Prompt: Return each line of the records below in which the string "bokeh" turns up.

Working data:
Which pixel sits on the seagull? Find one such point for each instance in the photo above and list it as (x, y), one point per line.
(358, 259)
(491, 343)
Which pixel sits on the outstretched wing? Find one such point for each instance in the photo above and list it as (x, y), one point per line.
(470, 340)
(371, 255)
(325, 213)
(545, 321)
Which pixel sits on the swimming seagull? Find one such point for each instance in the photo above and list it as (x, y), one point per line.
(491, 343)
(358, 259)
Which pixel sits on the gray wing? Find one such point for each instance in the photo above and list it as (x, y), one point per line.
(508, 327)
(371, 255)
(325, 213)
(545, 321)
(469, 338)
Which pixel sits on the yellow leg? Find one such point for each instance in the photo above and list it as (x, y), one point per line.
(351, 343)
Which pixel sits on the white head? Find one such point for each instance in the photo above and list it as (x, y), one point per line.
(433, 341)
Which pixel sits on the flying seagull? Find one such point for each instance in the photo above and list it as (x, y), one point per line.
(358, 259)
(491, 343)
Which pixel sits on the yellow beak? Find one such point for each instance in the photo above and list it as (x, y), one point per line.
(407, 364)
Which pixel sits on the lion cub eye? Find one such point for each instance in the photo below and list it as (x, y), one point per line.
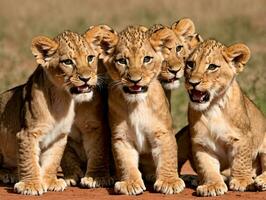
(121, 61)
(212, 67)
(190, 64)
(178, 48)
(67, 62)
(147, 59)
(90, 58)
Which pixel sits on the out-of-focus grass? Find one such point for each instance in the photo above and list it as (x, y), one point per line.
(228, 21)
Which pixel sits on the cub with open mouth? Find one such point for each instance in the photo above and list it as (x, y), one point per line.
(139, 115)
(228, 132)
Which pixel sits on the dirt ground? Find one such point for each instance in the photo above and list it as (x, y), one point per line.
(6, 193)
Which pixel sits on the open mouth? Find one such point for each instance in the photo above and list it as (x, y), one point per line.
(135, 89)
(199, 96)
(81, 89)
(170, 80)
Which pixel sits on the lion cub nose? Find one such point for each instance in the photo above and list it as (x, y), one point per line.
(134, 79)
(84, 79)
(194, 83)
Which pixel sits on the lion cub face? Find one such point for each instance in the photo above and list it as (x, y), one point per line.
(186, 39)
(70, 61)
(136, 59)
(210, 70)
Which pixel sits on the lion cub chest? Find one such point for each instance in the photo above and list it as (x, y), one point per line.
(63, 126)
(140, 125)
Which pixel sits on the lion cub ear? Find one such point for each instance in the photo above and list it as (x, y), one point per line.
(43, 48)
(186, 28)
(103, 38)
(163, 40)
(238, 55)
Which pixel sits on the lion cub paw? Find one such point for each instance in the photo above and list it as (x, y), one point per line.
(169, 186)
(212, 189)
(57, 185)
(130, 187)
(260, 182)
(94, 182)
(30, 188)
(72, 177)
(241, 184)
(8, 177)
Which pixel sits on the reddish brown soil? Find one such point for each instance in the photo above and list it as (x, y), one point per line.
(6, 193)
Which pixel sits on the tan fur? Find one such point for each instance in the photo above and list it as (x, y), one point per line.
(141, 123)
(228, 130)
(186, 39)
(35, 118)
(89, 141)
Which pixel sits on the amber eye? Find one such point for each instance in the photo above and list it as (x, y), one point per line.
(190, 64)
(147, 59)
(90, 58)
(67, 62)
(178, 48)
(212, 67)
(121, 61)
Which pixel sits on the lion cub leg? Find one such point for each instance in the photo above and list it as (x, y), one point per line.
(8, 175)
(208, 169)
(241, 170)
(30, 180)
(126, 159)
(50, 161)
(96, 150)
(165, 155)
(71, 165)
(260, 181)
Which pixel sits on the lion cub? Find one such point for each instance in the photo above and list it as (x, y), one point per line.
(87, 154)
(36, 117)
(186, 39)
(227, 129)
(139, 115)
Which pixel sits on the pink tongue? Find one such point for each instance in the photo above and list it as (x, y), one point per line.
(83, 87)
(135, 87)
(197, 95)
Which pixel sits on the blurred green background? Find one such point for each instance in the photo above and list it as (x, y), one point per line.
(228, 21)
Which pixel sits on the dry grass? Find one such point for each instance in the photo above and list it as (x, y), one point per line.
(229, 21)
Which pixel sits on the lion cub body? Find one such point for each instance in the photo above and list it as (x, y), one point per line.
(36, 117)
(226, 128)
(139, 115)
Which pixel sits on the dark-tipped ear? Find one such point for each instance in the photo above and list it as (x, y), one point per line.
(184, 27)
(163, 40)
(43, 48)
(103, 38)
(238, 55)
(195, 40)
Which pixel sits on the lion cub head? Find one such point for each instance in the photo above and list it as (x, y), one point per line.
(186, 39)
(136, 59)
(70, 60)
(211, 69)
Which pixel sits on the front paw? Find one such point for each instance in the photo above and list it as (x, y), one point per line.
(94, 182)
(30, 188)
(72, 177)
(130, 187)
(54, 184)
(212, 189)
(242, 184)
(260, 182)
(169, 185)
(8, 177)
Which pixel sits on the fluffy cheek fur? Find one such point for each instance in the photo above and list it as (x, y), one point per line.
(79, 98)
(172, 85)
(217, 85)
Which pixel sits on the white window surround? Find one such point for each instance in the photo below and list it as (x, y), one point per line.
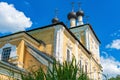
(58, 43)
(68, 54)
(13, 52)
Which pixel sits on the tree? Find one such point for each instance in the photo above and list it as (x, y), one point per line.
(64, 71)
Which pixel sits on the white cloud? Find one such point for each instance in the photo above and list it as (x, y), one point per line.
(12, 20)
(111, 67)
(115, 44)
(116, 33)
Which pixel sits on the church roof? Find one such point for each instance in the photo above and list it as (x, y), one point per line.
(90, 28)
(52, 25)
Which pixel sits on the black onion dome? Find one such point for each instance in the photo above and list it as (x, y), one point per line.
(80, 13)
(72, 15)
(55, 20)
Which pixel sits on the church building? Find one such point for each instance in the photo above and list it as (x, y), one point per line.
(21, 51)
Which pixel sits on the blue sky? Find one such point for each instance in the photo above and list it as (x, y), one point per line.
(104, 16)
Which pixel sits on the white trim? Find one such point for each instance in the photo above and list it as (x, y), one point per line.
(58, 43)
(76, 51)
(13, 52)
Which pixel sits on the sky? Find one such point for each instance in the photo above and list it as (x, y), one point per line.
(104, 16)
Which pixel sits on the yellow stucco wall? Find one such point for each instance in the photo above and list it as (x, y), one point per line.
(47, 36)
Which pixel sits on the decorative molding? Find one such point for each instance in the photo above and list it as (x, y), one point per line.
(13, 52)
(58, 42)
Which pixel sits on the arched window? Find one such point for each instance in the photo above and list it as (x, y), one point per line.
(7, 51)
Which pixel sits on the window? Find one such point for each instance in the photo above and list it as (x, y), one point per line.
(86, 68)
(6, 53)
(80, 64)
(68, 55)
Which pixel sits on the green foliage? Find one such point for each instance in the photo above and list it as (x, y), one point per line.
(64, 71)
(116, 78)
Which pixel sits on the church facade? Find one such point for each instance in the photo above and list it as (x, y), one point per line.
(21, 51)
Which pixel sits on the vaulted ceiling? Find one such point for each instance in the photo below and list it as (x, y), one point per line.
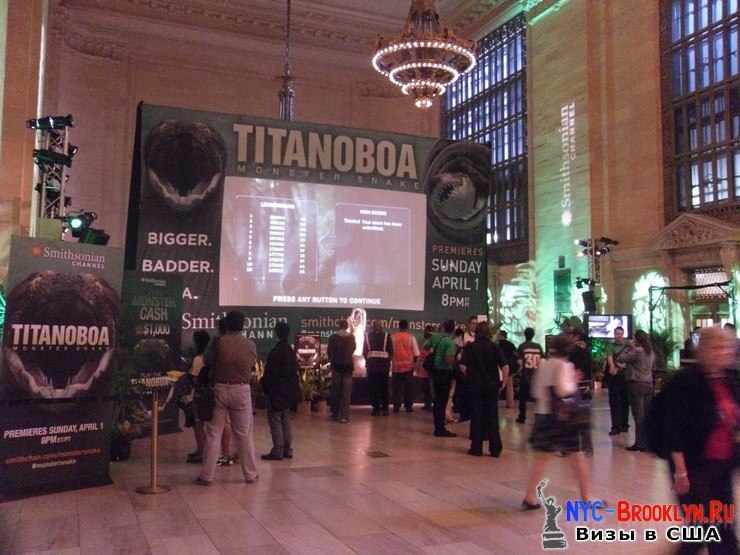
(346, 25)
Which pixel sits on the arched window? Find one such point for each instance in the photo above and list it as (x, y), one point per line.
(489, 106)
(702, 103)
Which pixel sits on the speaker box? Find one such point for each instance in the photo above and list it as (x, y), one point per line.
(589, 301)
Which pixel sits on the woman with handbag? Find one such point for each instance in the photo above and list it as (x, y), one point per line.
(201, 340)
(557, 426)
(482, 361)
(232, 358)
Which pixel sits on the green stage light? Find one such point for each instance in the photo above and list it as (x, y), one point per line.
(2, 311)
(75, 223)
(80, 222)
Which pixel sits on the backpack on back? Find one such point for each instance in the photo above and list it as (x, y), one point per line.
(656, 424)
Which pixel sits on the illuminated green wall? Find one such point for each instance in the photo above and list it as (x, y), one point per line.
(518, 303)
(560, 157)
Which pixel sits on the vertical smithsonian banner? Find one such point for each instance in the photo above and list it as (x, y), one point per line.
(303, 223)
(60, 333)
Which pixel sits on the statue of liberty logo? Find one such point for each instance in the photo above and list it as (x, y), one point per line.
(552, 536)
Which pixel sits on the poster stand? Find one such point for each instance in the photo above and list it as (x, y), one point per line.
(154, 487)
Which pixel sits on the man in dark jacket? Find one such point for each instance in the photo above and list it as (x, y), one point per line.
(340, 351)
(280, 385)
(483, 360)
(509, 354)
(699, 423)
(378, 352)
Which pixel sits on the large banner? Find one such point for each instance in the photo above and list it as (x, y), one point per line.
(304, 223)
(61, 328)
(151, 323)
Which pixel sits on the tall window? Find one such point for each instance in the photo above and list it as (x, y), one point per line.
(704, 92)
(489, 106)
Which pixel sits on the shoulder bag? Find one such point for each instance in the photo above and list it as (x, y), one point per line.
(204, 395)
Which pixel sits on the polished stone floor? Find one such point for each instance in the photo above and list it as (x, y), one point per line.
(373, 486)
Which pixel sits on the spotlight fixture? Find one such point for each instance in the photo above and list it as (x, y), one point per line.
(93, 236)
(51, 122)
(425, 58)
(44, 156)
(584, 282)
(79, 222)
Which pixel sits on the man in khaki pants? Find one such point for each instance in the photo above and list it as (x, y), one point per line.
(231, 358)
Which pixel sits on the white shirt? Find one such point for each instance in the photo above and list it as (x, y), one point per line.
(197, 365)
(557, 373)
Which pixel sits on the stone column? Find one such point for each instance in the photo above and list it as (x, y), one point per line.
(20, 97)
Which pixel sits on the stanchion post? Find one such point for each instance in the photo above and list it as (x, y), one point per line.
(154, 487)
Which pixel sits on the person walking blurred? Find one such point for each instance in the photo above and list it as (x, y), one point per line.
(378, 350)
(639, 362)
(445, 350)
(231, 358)
(555, 384)
(201, 339)
(508, 350)
(701, 419)
(483, 364)
(280, 386)
(405, 355)
(421, 372)
(340, 351)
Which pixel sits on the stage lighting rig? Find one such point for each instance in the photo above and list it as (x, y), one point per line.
(53, 155)
(584, 282)
(79, 222)
(80, 225)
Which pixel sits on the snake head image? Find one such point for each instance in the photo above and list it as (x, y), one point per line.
(60, 334)
(185, 163)
(457, 182)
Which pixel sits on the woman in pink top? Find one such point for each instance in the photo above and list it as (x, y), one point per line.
(405, 355)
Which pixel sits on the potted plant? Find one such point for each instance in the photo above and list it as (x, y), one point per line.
(664, 347)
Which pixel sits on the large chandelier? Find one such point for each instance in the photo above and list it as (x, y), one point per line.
(426, 58)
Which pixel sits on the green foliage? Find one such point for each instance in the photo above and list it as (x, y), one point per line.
(664, 346)
(315, 383)
(2, 311)
(598, 357)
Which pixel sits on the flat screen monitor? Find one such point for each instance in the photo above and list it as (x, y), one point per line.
(602, 326)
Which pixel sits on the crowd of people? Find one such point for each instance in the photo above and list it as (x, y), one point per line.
(465, 372)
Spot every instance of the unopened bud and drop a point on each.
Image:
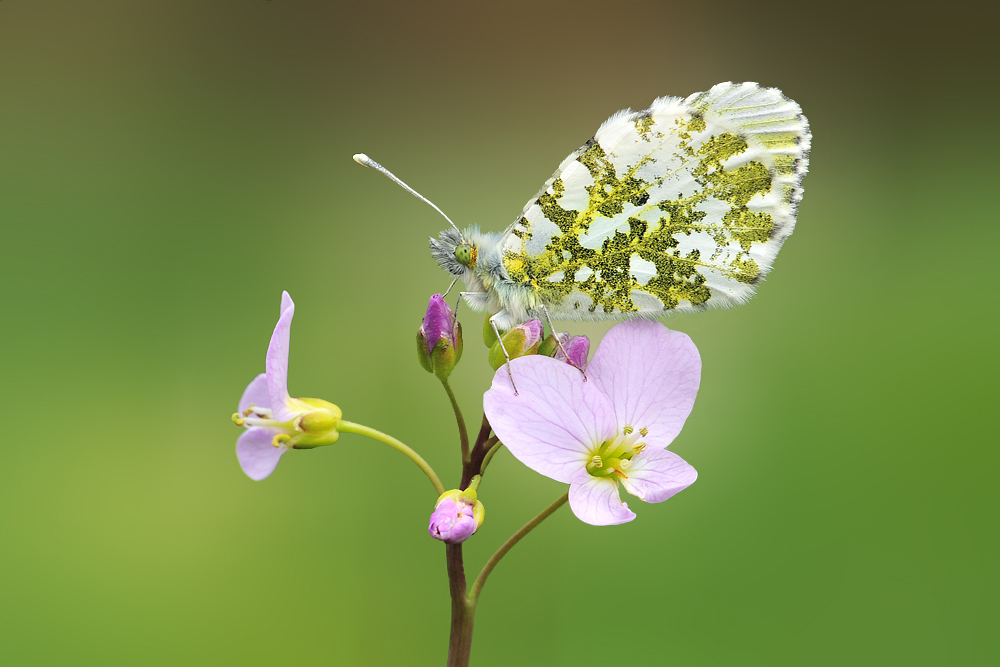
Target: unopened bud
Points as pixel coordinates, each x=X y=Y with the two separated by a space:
x=457 y=515
x=522 y=340
x=439 y=339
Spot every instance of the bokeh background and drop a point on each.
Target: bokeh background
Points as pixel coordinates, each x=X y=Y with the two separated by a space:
x=167 y=168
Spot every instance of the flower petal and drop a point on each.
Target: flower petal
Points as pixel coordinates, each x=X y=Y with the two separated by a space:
x=257 y=456
x=276 y=363
x=651 y=374
x=255 y=394
x=556 y=419
x=595 y=500
x=657 y=474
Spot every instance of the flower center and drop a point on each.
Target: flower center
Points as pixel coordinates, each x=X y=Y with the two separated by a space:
x=613 y=457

Reply to the task:
Spot every instance of the bokeh background and drop a point on each.
Target: bokeh background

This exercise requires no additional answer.